麦 垛(原创散文) 作者:李印海
我的原创散文
作者:李印海
作者简介:
李印海,笔名:尹亥,佳木斯市作家协会会员,中国散文家协会会员,佳木斯市摄影家协会会员,乌苏里江文学艺术联合会常务理事。60年代生于黑龙江省,富锦县五顶山下的小山村。1978参军,1988年转业,文学作品近70余篇散见于国内报刊。
一些文学作品、绘画作品、摄影作品获省、市级一、二、三等奖励。合集出版散文集8部。一些散文作品在《新华网》、《中国作家网》、《黑龙江新闻网》、《北大荒网》、《北大荒信息港》、《东北网》、《佳木斯新闻网》等转载或在《佳木斯人民广播电台》播出。
图片来自网络,致谢!
儿时的故乡小山村,再也没有比麦垛更让我感到好奇的了。它是生产队父辈们和年轻的后生们用汗水铸就的一座座金色的塔。有了它,就会有饭桌上令人垂涎的美味面食,它是忠实而又让我敬畏的伙伴。麦垛的产生是源于故乡广袤的田野里的麦田的结晶,麦收的季节,登上村东的小山头,黄绿相间的色彩呈现在眼前……
初秋的日子里,小村北面的场院里早已被碾压得像水泥路面一样平整,生产队里的几辆大马车把麦地里用镰刀收割完当即堆成的小麦垛,大约一个月后运往场院里,然后堆砌起一个个巨大的麦垛,它的底部直径约二十米,高度大约在三层楼那么高。说起堆砌这些巨大的麦垛,是有一定原因的,那时的机械化程度并不发达,要想把这些巨大的麦垛脱粒,需要一台又大又笨拙的脱粒机,它的整体高度和长度都大于两间茅草房。所以,在脱粒时必须将这个庞然大物安放在两行麦垛的中间进行操作。脱粒机虽然庞大,却没有自己的动力,还得依赖于一台链轨式54或75马力的“东方红”牌拖拉机作为原动力才行,说到底,这样大的麦垛就是为脱粒机做准备的。

(点标注数据)
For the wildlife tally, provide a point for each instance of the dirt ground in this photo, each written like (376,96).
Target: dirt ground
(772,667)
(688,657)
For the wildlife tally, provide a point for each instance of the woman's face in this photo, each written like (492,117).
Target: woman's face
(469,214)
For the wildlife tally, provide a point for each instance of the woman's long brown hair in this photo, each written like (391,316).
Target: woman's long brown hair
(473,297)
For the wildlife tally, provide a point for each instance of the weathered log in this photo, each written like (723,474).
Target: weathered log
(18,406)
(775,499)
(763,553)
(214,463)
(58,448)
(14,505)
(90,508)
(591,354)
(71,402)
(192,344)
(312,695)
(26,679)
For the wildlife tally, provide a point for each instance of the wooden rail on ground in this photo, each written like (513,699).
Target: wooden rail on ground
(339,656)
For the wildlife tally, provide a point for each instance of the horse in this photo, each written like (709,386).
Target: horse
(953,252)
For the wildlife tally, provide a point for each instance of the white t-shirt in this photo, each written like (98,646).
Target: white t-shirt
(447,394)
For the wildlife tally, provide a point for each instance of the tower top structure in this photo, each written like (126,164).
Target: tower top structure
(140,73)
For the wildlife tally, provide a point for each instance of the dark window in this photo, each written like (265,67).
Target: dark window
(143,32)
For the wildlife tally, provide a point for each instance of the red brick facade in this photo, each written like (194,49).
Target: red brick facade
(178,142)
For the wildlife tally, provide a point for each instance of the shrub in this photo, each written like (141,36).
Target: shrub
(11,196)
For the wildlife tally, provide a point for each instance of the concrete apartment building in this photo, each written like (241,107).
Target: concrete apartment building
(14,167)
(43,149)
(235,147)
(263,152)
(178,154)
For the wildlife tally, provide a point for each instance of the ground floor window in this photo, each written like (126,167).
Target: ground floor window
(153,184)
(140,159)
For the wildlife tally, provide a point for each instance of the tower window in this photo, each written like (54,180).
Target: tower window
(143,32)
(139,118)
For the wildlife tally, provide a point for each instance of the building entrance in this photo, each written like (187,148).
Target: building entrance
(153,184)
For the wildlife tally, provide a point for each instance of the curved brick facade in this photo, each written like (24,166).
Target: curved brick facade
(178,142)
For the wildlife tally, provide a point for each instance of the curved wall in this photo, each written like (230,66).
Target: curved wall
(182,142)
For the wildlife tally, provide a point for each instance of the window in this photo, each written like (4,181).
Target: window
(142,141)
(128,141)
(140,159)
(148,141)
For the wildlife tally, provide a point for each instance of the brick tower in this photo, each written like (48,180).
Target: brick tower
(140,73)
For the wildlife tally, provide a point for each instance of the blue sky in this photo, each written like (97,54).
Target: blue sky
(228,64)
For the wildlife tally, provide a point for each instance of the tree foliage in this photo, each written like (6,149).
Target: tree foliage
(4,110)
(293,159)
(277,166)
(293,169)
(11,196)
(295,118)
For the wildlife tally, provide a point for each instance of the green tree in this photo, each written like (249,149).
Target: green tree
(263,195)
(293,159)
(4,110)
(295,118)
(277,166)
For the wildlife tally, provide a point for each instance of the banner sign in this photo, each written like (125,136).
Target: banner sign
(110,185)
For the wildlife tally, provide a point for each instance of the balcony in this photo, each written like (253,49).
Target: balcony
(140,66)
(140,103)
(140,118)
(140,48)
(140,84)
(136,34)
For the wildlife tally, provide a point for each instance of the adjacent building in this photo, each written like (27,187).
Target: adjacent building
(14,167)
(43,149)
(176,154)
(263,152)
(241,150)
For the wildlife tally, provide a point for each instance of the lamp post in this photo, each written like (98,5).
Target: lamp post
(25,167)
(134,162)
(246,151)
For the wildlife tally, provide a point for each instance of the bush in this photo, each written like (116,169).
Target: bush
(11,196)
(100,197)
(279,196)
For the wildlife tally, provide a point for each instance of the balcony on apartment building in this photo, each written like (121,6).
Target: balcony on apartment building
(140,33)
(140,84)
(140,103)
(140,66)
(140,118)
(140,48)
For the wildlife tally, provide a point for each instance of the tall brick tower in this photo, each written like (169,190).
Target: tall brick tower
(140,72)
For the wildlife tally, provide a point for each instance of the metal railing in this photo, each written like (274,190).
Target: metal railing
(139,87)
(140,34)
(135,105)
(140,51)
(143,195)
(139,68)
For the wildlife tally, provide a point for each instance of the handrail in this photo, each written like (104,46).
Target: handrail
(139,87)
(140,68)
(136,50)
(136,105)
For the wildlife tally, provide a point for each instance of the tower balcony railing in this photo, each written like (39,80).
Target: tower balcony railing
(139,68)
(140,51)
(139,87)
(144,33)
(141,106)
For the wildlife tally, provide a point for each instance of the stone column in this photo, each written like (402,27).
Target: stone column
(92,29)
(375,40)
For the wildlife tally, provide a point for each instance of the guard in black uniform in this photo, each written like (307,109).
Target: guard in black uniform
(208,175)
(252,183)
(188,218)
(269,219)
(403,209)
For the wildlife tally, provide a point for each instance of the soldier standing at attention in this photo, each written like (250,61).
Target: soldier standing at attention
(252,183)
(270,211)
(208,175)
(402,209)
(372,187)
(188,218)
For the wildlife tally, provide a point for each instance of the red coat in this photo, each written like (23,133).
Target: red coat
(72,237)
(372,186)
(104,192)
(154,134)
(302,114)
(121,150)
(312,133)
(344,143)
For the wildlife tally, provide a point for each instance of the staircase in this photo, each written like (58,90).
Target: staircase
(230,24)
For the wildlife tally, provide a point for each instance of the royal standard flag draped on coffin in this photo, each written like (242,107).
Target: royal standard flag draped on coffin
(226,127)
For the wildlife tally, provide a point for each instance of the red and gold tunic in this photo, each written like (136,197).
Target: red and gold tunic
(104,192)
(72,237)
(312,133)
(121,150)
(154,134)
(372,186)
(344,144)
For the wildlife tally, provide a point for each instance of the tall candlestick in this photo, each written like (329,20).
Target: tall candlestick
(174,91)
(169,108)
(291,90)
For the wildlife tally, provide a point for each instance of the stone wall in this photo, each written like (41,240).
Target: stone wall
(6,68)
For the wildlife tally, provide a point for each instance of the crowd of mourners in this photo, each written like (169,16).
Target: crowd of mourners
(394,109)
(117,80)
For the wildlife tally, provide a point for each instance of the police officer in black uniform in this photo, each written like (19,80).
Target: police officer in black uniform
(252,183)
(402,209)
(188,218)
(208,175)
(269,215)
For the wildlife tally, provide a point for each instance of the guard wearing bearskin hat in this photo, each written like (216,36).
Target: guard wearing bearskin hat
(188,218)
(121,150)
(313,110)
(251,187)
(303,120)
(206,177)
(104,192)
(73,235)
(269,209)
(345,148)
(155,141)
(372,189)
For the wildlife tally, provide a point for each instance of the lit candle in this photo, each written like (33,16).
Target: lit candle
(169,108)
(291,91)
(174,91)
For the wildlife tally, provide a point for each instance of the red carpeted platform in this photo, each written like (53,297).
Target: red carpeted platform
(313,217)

* 任务
1 > 麦垛散文的作者简介提到，作者的一些散文作品曾被若干网站转载。请列出这些网站的全部名称。
2 > 麦垛散文说场院里要堆砌巨大的麦垛。请根据文中给出的原因，说明为什么要这样做。
3 > 请从麦垛散文的最后一句之后续写这篇散文。
这些记录是独立的材料。

* 依次作答
1 > 《新华网》、《中国作家网》、《黑龙江新闻网》、《北大荒网》、《北大荒信息港》、《东北网》、《佳木斯新闻网》

2 > 当时机械化程度不高，给麦垛脱粒要用一台又大又笨拙的脱粒机，它的高度和长度都超过两间茅草房，操作时必须放在两行麦垛中间。因此，巨大的麦垛是为这台脱粒机准备的。

3 >
在堆砌麦垛的那些日子里,我和村里的小伙伴们天天看着父亲和李伯伯他们在场院里堆砌麦垛,从麦垛打底一直到麦垛封顶的整个流程看得清清楚楚。麦垛都是麦捆的头在里面,麦捆的根部朝外面码放整齐,构成一个非常好看的圆形,远远望去,好似一个巨大的、金灿灿的向日葵花一样美丽。任何事物的产生都以人们的主观愿望向前发展的,在不断完善的过程中总结经验。堆砌麦垛也是一样,并不是为了好看才这样做的,你想,要想垒砌这样一座高大的麦垛,如果不按着受力原理去做,支撑不了几天,可能就会坍塌,就算不坍塌的话,也会因内部结构杂乱无章而导致漏雨,最终因潮湿造成麦穗腐烂变质,让就要到手的劳动果实毁于一旦。
初秋的午后阳光,异常的炽热,父亲和李伯伯他们在这样的气温条件下有秩序地堆砌麦垛,时常是在即将完成麦垛的顶端封顶,需要高高的昂头才能完成,头顶上的草帽也难以遮挡烈日的烘烤,汗水不停地从脸颊上流淌。麦垛的形态是基于底部小,再逐渐上升时变大后又收紧这样一个程序完成的,很像农家冬日里在火盆里烫酒用的瓷质酒壶,麦垛垒到最后时,越是关键,最终顶部只能容纳一捆麦子的空间,父亲是踩着一个很高的梯子上,将最后一捆麦子的根部均匀岔开,类似帽子一样扣在顶上,周围用麦草扎紧,防止被风吹掉,他有条不稳地侍弄着,当父亲把这最后一道工序完成后,然后慢慢地从梯子上下来时,我一颗紧缩的心才松弛下来,我生怕父亲和李伯伯他们操作不慎会跌落下来。尽管我很担心,但也是没有用的,这样既繁重又危险且含有一定技术含量的劳动并不是年轻力壮的社员们能够胜任的。如果把父亲和李伯伯他们当年堆砌麦垛的劳动强度与现在的建筑工地上的年轻人相比,所得的劳动报酬是那时的10000倍或者更多。因为父亲那时劳动一天挣得10个工分,折合人民币3角钱至8角钱之间。
只几天的功夫,十几个巨大的麦垛在场院里全部堆砌而成,那是我们最开心的时刻,男孩、女孩聚满了场院,围着金灿灿的麦垛疯跑、追逐、捉迷藏,渐渐地,我们已不满足于这些游戏,开始玩钻麦垛的游戏。两个麦垛之间或多或少地存在着一些缝隙,距离远的可以躬身钻出去,距离近的就匍匐在地上向里钻,一般是很容易就能钻过去的,缝隙小的,根本就看不到一点缝隙,在钻的过程中着实费力。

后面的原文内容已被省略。